>>>

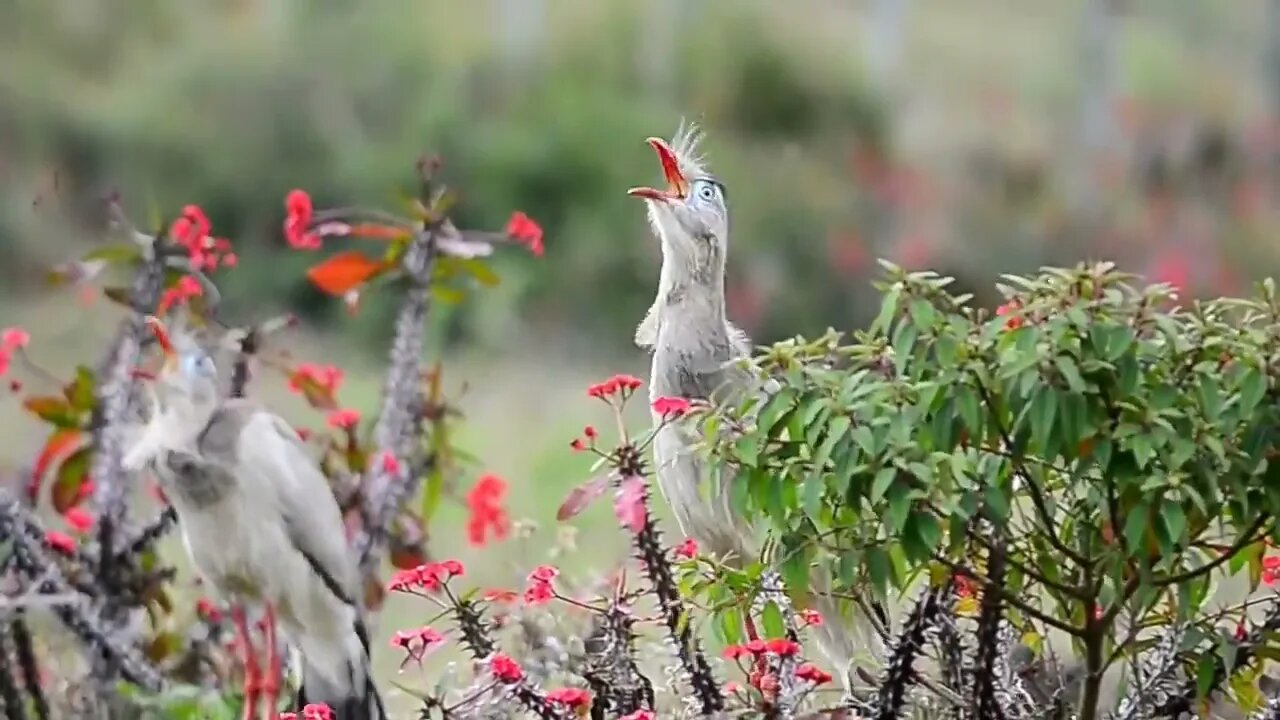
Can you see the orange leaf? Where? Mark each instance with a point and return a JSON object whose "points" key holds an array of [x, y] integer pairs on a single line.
{"points": [[344, 272], [58, 443]]}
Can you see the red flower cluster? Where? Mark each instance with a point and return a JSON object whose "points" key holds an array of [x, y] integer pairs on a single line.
{"points": [[417, 643], [297, 222], [782, 647], [429, 577], [343, 419], [311, 711], [525, 231], [1010, 309], [181, 292], [78, 519], [540, 589], [328, 377], [571, 697], [629, 504], [1271, 570], [10, 341], [506, 669], [670, 406], [208, 611], [191, 231], [488, 515], [686, 550], [813, 674], [586, 441], [60, 542]]}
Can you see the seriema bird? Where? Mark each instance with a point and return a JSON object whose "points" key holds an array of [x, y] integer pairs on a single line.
{"points": [[261, 527], [694, 350]]}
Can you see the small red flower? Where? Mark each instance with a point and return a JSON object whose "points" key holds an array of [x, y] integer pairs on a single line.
{"points": [[13, 338], [62, 542], [78, 519], [735, 652], [297, 222], [617, 384], [184, 290], [343, 419], [629, 504], [316, 711], [525, 231], [688, 550], [1010, 309], [391, 465], [208, 610], [488, 515], [539, 592], [572, 697], [813, 674], [782, 647], [417, 643], [670, 406], [506, 669], [498, 595]]}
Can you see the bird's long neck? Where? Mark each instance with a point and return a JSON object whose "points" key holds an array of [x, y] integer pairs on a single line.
{"points": [[691, 287]]}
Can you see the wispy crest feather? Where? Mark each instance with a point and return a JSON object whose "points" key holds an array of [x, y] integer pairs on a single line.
{"points": [[686, 144]]}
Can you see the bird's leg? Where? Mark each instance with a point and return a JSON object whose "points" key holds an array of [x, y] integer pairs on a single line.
{"points": [[272, 680], [252, 673]]}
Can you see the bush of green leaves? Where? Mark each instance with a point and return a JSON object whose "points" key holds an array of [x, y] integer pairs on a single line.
{"points": [[1112, 449]]}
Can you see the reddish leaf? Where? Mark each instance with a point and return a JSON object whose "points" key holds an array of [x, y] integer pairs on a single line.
{"points": [[343, 272], [53, 409], [58, 443], [72, 474], [581, 496], [80, 392], [318, 395]]}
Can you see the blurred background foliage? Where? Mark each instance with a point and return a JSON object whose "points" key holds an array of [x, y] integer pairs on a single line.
{"points": [[978, 137], [974, 137]]}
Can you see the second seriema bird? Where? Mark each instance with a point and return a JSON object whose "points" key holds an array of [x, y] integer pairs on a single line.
{"points": [[695, 350], [261, 527]]}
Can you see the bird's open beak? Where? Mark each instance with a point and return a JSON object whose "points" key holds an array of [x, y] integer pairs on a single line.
{"points": [[161, 335], [677, 187]]}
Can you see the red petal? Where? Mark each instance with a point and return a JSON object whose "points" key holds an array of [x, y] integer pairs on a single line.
{"points": [[344, 272]]}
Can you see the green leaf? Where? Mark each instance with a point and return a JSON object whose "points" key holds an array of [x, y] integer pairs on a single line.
{"points": [[772, 621]]}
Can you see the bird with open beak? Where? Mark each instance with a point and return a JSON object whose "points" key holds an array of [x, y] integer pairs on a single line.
{"points": [[694, 351], [263, 528]]}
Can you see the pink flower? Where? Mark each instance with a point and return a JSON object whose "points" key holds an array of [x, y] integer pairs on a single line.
{"points": [[629, 504], [670, 406], [13, 338], [78, 519], [417, 643], [62, 542], [343, 419], [688, 550], [506, 669], [572, 697]]}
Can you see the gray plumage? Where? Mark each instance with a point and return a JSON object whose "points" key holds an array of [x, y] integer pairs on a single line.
{"points": [[261, 524], [694, 356]]}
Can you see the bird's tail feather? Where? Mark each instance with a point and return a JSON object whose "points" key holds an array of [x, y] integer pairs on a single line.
{"points": [[352, 696]]}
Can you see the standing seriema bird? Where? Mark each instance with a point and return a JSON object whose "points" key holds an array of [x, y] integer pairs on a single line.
{"points": [[261, 527], [694, 356]]}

<<<

### YOUR OBJECTIVE
Print each entry shown above with exact wording and no pictures.

### PROBLEM SOLUTION
Can you see the orange leaf? Where? Mark each instance with a point and return a JSON object whose "points" key holds an array of [x, y] integer pairs on a single line.
{"points": [[344, 272], [58, 443]]}
Can you see the red flower cluster? Where? Mark each instance with a point and return a JSON object whose "points" key holds an array of [x, y] integer pairs on a single line.
{"points": [[417, 643], [297, 222], [782, 647], [429, 577], [343, 419], [311, 711], [525, 231], [1010, 309], [181, 292], [78, 519], [540, 589], [328, 377], [571, 697], [629, 504], [1271, 570], [10, 341], [506, 669], [670, 406], [208, 611], [191, 231], [488, 515], [686, 550], [813, 674], [586, 441], [60, 542]]}
Can you see the seriema bird? Where? Mark each instance with a point and return a JSON object whose "points" key holds an array of [x, y] integer pairs on a single line.
{"points": [[261, 527], [694, 350]]}
Can you see the small red flower? Where? Mark each instance with a point and return a JSON object whose "points" key holds an array of [x, y] integer pairs on a single line.
{"points": [[13, 338], [62, 542], [78, 519], [735, 652], [297, 222], [617, 384], [184, 290], [343, 419], [629, 504], [316, 711], [525, 231], [688, 550], [1010, 309], [391, 465], [208, 610], [488, 515], [539, 592], [572, 697], [813, 674], [782, 647], [417, 643], [670, 406], [506, 669], [498, 595]]}
Can you see the bird's long neck? Where? Mark each instance with a point and return a JSON object whose "points" key holds an array of [x, y] integer pairs on a single line.
{"points": [[691, 287]]}
Can you see the wispy crest feather? Where? Mark each instance with a point and return a JSON object whose "points" key holds an array of [x, y] integer pairs on a single line.
{"points": [[686, 144]]}
Can you see the bird's leg? Where? Mark each instance with a point and return a JSON object whose "points" key holds an array of [x, y] integer pairs on a single line.
{"points": [[272, 680], [252, 673]]}
Can you see the bush of green leaves? Where? Mark each instance with a point and return a JSON object whose "points" key holds an array of [x, y] integer pairs on a single line.
{"points": [[1112, 449]]}
Can you see the reddish leaf? Where? Mark each instance with a point and return a JSON object whose "points" key holds an array of [x, y] integer pairs on a single line.
{"points": [[343, 272], [53, 409], [58, 443], [72, 474], [581, 496], [80, 392], [318, 395]]}
Can you see the blurred background foliage? Where? Mark each instance with a point and return a JSON object whose "points" key holds an array of [x, y] integer pairs on a single line.
{"points": [[978, 137], [974, 137]]}
Can you see the second seriema bird? Where? Mark each instance with a point and return a JSON object whose "points" key holds an array of [x, y] integer pairs on a single line.
{"points": [[695, 350], [261, 527]]}
Can you see the bird's open beak? Where? Mark each instance with a point and return a JSON object whose "points" key holds an array of [x, y] integer pairs on a single line.
{"points": [[161, 335], [677, 187]]}
Can you see the red petal? Where? Mark each instance with a point and return a JSON object whose "points" key holds an array of [x, y] integer pairs on a single line.
{"points": [[344, 272]]}
Can you see the green leaf? Where? Mark each instance with a point and return a JSON object whose "points" key holds an array of [x, y] integer pairs on a single line.
{"points": [[772, 621]]}
Can you see the bird with open beak? Where? Mark each instance with a point and return a JSON object whose "points" key holds an array of [x, y] integer pairs on a single line.
{"points": [[694, 351], [263, 528]]}
Can you see the pink flower? Where? Mark each instance with a point and return a JSON object whose "points" key holds an array of [x, y] integer pairs on a single line.
{"points": [[629, 504], [670, 406], [13, 338], [78, 519], [417, 643], [62, 542], [343, 419], [688, 550], [506, 669], [572, 697]]}
Can you see the gray plumage? Where? Mark each instance with a point and return a JSON object whose "points" key holds an array of [x, y] integer pairs on a single line.
{"points": [[261, 524], [694, 356]]}
Can you see the bird's tail feather? Where? Mark each instance with a point and return a JSON object whose "points" key holds an array of [x, y] integer pairs on a single line.
{"points": [[352, 696]]}
Can you see the standing seriema bird? Where? Mark each instance with a point and return a JSON object whose "points" key holds an array of [x, y] integer pairs on a single line.
{"points": [[261, 527], [694, 356]]}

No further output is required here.